» **Problem statement**: Nothing past the line containing "gable in this photo." belongs in the output. Copy exactly every line of the data below from the first up to and including it.

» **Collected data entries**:
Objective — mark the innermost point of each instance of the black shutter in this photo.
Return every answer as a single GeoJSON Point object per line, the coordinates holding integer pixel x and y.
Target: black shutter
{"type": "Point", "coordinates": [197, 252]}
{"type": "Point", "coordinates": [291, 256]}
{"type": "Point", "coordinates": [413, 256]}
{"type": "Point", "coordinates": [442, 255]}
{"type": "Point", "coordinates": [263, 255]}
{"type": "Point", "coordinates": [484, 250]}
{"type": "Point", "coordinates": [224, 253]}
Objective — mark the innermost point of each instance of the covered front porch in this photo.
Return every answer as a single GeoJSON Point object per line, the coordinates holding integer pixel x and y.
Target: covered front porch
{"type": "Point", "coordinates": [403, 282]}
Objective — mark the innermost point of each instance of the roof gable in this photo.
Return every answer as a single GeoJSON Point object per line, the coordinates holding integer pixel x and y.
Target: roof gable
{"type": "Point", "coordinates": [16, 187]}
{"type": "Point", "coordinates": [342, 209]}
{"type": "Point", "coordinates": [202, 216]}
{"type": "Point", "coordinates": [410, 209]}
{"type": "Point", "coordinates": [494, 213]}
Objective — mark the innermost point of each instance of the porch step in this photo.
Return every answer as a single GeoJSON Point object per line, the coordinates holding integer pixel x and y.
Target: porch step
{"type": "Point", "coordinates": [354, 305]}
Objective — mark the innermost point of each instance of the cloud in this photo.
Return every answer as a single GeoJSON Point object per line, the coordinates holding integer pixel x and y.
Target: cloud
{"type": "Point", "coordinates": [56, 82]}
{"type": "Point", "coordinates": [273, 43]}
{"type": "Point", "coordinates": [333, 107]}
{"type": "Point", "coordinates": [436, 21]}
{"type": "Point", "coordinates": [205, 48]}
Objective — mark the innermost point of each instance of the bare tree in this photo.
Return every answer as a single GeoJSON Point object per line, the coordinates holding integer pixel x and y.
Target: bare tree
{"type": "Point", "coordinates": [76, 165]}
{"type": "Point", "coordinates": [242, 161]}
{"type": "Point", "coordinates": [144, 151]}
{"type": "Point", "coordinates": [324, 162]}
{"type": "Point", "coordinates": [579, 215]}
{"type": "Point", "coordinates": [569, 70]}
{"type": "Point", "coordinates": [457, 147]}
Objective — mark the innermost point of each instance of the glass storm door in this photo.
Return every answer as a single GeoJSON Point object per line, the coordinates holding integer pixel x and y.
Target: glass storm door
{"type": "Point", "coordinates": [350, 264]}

» **Answer for this exercise**:
Objective — mark the innermost point of each instance of the black shutter in this photo.
Return every answer as a single GeoJSON Point object per line, the coordinates holding integer pixel x and y.
Target: black shutter
{"type": "Point", "coordinates": [197, 252]}
{"type": "Point", "coordinates": [291, 256]}
{"type": "Point", "coordinates": [413, 256]}
{"type": "Point", "coordinates": [442, 255]}
{"type": "Point", "coordinates": [263, 255]}
{"type": "Point", "coordinates": [484, 250]}
{"type": "Point", "coordinates": [224, 253]}
Objective — mark the innermost point of each instance of the covered front porch in this photo.
Return every answer as a single GeoJSON Point object per line, the coordinates holding integer pixel x and y.
Target: covered front porch
{"type": "Point", "coordinates": [403, 282]}
Objective — mark the innermost point of each instance of the roof gable in this photo.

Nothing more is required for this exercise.